▶ Extrait du texte:

Publié dans le Nouvelliste du 10 octobre 2019
Avec son recueil de
poèmes « La tentation de l’autre rive/Tantasyon latravèse», publié en 2013
par Trilingual Press, Charlot Lucien démontre qu’il est non seulement
caricaturiste et conteur, mais aussi poète. En effet, nous l’avons connu comme
l’auteur de « Ces Grosses têtes de l’actualité, ou du surréalisme
politique » et, plus tard, de multiples CDs de lodyans (de Ti Oma à Diogène Nèg Mawon), qui l’ont depuis propulsé dans
le rôle de porte drapeau du genre lodyans,
en digne successeur de Maurice Sixto.
“Livrée en quatre
livres, suivant la teneur ou l’humeur du moment, en français, un peu en créole haïtien,
en poèmes ou de façon contée voici ma soumission à cette tentation longtemps refoulée
d’une exploration plus poussée de cette autre rive de ma personnalité: ma créativité.”
Ces mots de l’auteur, tirés de la préface, enseignent sur le titre du recueil
de 112 pages et sur le livre lui-même : une collection de poèmes inspirés
au fil des ans par des évènements qui ont marqué le poète.

▶ Exercice 1: Dans les entrées ci-dessous, recopiez sans rien changer les lignes qui vont de celle contenant « of the human » jusqu'à celle contenant « column 8, row 7 », ces deux lignes comprises.

(Entrées de données enregistrées)

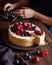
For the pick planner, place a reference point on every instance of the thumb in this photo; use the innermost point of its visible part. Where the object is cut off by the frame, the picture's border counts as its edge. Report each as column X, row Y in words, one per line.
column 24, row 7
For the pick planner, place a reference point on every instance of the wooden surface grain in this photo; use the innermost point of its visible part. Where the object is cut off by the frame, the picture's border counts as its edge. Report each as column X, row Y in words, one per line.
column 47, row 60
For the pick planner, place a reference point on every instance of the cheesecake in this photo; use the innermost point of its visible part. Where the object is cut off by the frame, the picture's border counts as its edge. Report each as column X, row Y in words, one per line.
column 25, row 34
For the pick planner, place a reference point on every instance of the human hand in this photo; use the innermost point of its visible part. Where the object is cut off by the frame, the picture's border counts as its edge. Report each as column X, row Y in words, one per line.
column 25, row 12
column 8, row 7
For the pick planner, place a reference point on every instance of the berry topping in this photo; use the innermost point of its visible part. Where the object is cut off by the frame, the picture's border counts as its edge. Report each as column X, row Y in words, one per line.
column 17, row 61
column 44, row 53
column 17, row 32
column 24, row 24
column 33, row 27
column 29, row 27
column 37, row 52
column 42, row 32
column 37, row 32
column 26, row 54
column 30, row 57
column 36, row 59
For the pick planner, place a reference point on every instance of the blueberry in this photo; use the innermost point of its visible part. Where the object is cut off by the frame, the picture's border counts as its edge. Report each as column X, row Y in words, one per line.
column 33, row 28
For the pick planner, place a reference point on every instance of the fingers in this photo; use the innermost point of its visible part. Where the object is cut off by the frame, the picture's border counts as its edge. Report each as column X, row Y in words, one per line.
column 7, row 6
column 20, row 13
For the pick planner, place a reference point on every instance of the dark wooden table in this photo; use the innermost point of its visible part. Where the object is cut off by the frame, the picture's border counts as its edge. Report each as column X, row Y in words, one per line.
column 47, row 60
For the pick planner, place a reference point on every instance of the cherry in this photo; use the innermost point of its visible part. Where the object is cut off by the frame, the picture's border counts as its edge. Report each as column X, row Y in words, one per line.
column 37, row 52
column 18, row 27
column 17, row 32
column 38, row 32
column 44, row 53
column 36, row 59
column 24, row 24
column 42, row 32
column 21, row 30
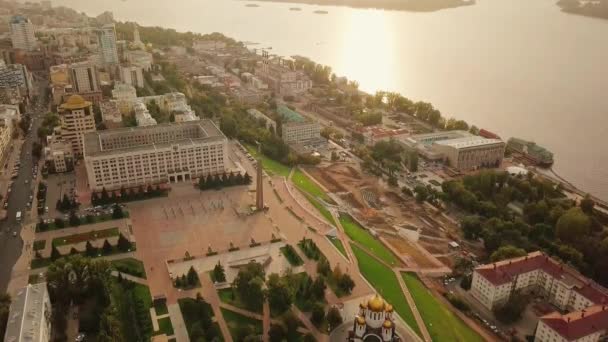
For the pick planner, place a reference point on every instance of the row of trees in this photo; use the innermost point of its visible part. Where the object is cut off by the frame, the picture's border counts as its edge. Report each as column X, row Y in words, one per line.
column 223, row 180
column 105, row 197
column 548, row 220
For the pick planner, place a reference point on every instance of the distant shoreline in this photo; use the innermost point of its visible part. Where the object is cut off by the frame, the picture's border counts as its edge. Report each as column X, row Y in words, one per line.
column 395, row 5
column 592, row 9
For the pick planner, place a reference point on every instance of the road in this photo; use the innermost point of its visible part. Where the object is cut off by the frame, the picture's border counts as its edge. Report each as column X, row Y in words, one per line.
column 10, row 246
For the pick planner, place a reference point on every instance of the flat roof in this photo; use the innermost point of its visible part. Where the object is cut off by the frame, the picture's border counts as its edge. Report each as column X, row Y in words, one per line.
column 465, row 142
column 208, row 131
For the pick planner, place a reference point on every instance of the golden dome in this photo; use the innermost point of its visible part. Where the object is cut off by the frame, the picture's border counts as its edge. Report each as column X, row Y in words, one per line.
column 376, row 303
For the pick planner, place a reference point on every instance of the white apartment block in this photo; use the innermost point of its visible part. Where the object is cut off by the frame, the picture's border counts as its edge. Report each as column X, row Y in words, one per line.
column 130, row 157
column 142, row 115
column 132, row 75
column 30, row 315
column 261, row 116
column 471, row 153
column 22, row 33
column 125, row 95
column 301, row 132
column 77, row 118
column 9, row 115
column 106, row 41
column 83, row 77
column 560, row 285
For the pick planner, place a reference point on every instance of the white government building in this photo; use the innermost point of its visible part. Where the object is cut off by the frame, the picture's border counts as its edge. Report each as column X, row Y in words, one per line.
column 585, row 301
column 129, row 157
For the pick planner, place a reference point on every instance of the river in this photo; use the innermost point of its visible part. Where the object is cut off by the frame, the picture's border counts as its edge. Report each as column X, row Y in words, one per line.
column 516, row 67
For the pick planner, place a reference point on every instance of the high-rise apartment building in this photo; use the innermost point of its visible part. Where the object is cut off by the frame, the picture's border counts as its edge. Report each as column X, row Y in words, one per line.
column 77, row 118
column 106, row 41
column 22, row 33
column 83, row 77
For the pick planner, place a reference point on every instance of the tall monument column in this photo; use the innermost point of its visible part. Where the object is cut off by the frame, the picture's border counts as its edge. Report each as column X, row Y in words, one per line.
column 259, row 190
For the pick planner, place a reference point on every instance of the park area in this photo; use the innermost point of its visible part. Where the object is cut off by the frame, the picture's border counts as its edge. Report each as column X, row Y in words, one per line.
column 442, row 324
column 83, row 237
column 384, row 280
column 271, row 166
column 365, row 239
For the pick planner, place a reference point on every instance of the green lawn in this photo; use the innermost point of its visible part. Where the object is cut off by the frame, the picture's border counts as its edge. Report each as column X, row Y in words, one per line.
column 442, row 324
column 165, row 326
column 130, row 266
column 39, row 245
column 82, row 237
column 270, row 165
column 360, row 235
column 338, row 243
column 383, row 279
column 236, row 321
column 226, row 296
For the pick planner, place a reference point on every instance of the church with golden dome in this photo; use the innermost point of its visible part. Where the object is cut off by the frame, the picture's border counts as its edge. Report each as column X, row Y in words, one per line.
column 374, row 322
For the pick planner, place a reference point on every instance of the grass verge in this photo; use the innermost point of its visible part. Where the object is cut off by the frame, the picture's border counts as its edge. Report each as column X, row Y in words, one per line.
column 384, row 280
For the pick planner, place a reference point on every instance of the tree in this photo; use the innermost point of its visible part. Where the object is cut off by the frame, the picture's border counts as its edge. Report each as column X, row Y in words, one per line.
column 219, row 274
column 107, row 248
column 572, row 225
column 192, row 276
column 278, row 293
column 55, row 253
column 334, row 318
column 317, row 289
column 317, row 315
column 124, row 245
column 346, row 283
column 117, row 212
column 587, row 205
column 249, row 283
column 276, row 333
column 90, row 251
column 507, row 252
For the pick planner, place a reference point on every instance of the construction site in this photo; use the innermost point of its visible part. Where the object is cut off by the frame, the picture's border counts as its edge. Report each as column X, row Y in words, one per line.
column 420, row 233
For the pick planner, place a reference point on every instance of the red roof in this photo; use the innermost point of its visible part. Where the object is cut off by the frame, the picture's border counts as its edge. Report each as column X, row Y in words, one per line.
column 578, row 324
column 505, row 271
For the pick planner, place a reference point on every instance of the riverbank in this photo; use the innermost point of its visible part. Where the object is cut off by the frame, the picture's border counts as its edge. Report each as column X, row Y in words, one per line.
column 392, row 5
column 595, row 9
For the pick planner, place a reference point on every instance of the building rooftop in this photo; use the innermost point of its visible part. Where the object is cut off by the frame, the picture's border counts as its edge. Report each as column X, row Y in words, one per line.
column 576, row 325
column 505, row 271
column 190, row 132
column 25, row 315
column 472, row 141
--
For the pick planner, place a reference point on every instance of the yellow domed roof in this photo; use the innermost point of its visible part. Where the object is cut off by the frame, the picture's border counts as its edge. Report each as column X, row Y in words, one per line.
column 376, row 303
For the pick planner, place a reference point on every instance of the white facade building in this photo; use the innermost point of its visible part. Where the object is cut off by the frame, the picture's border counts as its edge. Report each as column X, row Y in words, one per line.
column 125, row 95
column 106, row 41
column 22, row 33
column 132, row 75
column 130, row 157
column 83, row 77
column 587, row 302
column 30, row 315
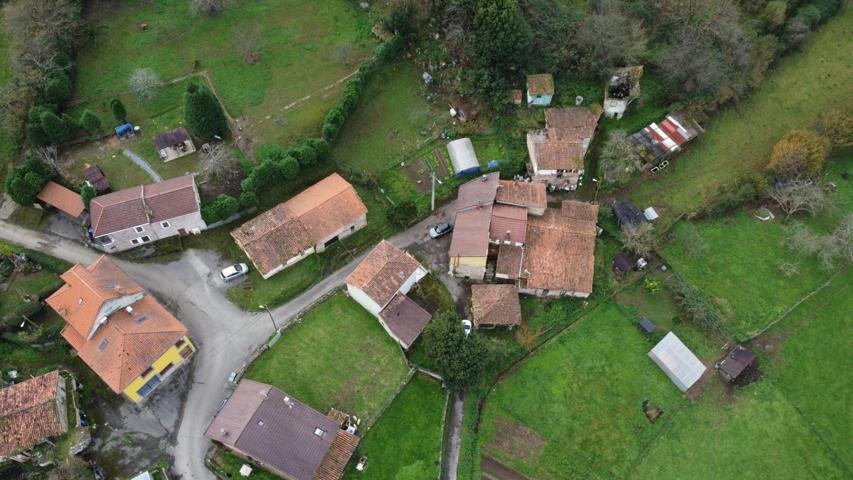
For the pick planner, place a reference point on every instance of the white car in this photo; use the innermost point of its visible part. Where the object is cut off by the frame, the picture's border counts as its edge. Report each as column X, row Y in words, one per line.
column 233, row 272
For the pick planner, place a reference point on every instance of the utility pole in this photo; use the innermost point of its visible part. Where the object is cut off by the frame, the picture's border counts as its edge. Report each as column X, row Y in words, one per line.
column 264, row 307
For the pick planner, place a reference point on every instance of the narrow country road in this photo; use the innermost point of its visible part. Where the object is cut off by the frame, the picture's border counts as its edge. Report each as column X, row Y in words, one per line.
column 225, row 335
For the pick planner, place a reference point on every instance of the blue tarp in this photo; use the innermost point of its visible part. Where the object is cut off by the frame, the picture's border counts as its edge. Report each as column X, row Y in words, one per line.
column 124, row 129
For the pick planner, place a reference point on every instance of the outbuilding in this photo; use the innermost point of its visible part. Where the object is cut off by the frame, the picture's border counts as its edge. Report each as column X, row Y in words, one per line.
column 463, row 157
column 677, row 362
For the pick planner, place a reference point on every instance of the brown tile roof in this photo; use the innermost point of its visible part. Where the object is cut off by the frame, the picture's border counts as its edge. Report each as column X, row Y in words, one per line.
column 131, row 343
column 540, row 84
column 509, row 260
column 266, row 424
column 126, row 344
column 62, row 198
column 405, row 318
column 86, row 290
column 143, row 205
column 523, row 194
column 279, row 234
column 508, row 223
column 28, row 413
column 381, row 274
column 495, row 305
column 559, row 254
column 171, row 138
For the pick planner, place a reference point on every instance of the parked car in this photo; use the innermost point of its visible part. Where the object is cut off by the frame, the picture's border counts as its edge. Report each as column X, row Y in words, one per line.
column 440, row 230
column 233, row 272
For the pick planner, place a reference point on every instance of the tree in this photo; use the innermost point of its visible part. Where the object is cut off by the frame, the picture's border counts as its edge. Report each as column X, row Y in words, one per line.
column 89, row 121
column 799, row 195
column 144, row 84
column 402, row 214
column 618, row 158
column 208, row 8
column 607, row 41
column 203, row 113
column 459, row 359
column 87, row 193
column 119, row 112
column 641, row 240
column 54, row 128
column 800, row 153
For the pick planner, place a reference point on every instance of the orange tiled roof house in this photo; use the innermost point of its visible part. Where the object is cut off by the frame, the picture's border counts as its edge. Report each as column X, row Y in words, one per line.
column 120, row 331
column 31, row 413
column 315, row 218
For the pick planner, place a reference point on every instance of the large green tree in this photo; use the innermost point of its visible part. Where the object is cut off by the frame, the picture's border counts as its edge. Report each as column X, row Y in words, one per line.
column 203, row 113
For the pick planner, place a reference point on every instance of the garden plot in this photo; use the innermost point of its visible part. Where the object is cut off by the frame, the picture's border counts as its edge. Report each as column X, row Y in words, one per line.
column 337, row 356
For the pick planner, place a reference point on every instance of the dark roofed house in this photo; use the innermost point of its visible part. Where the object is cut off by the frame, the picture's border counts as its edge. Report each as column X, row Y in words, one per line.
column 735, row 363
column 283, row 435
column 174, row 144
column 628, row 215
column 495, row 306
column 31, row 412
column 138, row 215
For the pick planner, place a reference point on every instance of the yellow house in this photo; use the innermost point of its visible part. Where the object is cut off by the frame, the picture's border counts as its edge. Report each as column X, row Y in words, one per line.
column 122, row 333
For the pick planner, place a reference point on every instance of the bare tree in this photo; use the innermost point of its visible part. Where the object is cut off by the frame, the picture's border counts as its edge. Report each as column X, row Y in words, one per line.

▶ Exercice 2: D'après l'extrait consacré au recueil « La tentation de l'autre rive », combien de pages compte ce recueil ?

▶ Réponse complète 1:
For the pick planner, place a reference point on every instance of the human hand in this photo; use the innermost point of its visible part. Where the object is cut off by the frame, the picture's border counts as its edge. Report each as column X, row Y in words, one per line.
column 25, row 12
column 8, row 7

▶ Réponse complète 2: Le recueil compte 112 pages.